* PAGE EXTRACT
=======

Book Reviews

Giving: Celebrated, Scrutinized, And Studied

Sandy Houston

Grassroots Philanthropy: Field Notes of a Maverick Grantmaker

Bill Somerville with Fred Setterberg, Berkeley, Ca.: Heyday Books isbn 978-1-59714-084-3

Just Another Emperor? The Myths and Realities of Philanthrocapitalism

Michael Edwards, New York, N.Y.: Demos: A Network for Ideas & Action and The Young Foundation

(web publication:

isbn 978-0-9816151-1-0

Giving, especially big giving, is being celebrated, scrutinized, discussed, and increasingly studied as never before. The emergence of enormous new fortunes and, in many cases, a desire on the part of entrepreneurs to contribute to the public interest not just some of the proceeds but also the skills and mindset that created their enterprises has raised philanthropy’s profile, particularly in the United States. The proliferation of foundations has created a class of grantmaking professionals, while around them has arisen a small industry of consultants, academics, service providers, and commentators. These factors, together with philanthropy’s ever-increasing scale and ambition, have provoked a series of books recently ranging from broad critiques of the implications of large-scale private wealth applied to fundamentally public processes to how-to manuals for grantmakers.

Two recent publications illustrate some of this variety. Both Just Another Emperor, by Michael Edwards, and Grassroots Philanthropy, by Bill Sommerville, are written by veteran grantmakers. Both men are passionate about philanthropy’s potential and, each for different reasons, are highly critical of its effectiveness, impact, and current orthodoxies. Where Somerville is concerned that the practice of grantmaking become more effective, nimble, and modest, Edwards is intent on challenging what he perceives to be the excessive influence of business thinking onto the field of social change, and on exploring its dire implications for civil society. Both men believe in the crucial role civil society must play in social transformation and each makes contrasting yet compelling cases about what thoughtful and brave engagement in the facilitation of social change can yield.

Bill Somerville’s Grassroots Philanthropy: Field Notes of a Maverick Grantmaker is a short, pithy, and provocative book. It is both a pointed critique of current practice in large private foundations and a set of practical recommendations on how to conduct effective, quick, small-scale community-based grantmaking. He illustrates his points with stories drawn from his own long experience in the field, and particularly from the experiences of the Philanthropic Ventures Foundation, the organization he founded in San Francisco.

=======

* SUPPLIED ENTRIES
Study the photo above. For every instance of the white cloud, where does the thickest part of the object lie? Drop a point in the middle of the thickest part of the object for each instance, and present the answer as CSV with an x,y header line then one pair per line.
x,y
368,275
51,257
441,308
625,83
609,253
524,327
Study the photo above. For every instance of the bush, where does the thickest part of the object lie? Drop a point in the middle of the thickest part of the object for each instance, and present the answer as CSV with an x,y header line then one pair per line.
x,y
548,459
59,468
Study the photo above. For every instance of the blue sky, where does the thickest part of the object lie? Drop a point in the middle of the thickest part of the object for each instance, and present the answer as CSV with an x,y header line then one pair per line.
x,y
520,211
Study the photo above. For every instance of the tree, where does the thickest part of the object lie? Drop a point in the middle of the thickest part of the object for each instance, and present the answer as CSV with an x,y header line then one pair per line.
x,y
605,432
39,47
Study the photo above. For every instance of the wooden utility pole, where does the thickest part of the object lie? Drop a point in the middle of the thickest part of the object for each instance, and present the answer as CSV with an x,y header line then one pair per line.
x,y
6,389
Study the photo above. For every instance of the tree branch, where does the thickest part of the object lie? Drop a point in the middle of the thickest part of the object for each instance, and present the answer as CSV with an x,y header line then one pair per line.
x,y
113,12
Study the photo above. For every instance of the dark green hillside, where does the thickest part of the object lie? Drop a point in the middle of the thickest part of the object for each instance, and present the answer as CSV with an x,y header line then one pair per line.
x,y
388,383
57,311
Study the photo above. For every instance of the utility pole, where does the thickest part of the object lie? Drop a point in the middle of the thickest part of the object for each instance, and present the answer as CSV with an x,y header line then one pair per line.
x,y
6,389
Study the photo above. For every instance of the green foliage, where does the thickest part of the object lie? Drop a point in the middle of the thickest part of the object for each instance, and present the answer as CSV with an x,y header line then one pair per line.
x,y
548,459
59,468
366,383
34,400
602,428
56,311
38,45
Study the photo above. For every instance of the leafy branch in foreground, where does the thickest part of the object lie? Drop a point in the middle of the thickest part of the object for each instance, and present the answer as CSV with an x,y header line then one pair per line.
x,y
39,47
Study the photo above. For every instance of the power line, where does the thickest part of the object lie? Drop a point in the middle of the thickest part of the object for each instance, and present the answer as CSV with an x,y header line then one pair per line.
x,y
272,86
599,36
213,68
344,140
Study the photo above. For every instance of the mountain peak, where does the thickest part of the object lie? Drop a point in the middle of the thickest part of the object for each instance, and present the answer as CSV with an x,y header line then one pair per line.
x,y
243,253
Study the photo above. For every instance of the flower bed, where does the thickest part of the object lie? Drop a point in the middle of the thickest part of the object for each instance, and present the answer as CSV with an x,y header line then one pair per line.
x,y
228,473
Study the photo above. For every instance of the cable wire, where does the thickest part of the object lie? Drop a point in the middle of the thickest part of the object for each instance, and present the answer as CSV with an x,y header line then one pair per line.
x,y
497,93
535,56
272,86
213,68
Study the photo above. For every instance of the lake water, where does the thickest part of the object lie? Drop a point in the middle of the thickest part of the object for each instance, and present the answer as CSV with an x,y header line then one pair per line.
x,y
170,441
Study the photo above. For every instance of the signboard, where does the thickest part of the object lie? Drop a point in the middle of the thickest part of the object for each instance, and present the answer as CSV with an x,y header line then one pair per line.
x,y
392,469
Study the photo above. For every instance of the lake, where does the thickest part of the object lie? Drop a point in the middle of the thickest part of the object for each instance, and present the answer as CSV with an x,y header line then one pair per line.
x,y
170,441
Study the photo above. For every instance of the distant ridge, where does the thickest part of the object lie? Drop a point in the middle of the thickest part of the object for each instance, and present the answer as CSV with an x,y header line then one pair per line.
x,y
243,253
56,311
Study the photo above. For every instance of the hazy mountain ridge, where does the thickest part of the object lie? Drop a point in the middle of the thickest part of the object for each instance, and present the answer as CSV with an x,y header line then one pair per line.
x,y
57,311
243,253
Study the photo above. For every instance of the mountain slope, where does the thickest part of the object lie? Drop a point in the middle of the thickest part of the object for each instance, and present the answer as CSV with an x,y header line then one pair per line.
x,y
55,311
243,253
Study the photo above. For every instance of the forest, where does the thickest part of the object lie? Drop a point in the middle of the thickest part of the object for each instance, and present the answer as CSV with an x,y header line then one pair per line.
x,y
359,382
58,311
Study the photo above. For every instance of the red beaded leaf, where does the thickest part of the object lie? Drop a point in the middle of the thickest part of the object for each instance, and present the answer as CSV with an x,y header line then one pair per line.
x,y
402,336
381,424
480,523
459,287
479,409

=======

* TO DO
1. In the book review, retype the passage between "Giving, especially big" and "manuals for grantmakers.", inclusive.
2. According to the book review, what organization did Bill Somerville found, and in what city?

* SOLVED PROBLEMS
1.
Giving, especially big giving, is being celebrated, scrutinized, discussed, and increasingly studied as never before. The emergence of enormous new fortunes and, in many cases, a desire on the part of entrepreneurs to contribute to the public interest not just some of the proceeds but also the skills and mindset that created their enterprises has raised philanthropy’s profile, particularly in the United States. The proliferation of foundations has created a class of grantmaking professionals, while around them has arisen a small industry of consultants, academics, service providers, and commentators. These factors, together with philanthropy’s ever-increasing scale and ambition, have provoked a series of books recently ranging from broad critiques of the implications of large-scale private wealth applied to fundamentally public processes to how-to manuals for grantmakers.

2. The Philanthropic Ventures Foundation, in San Francisco.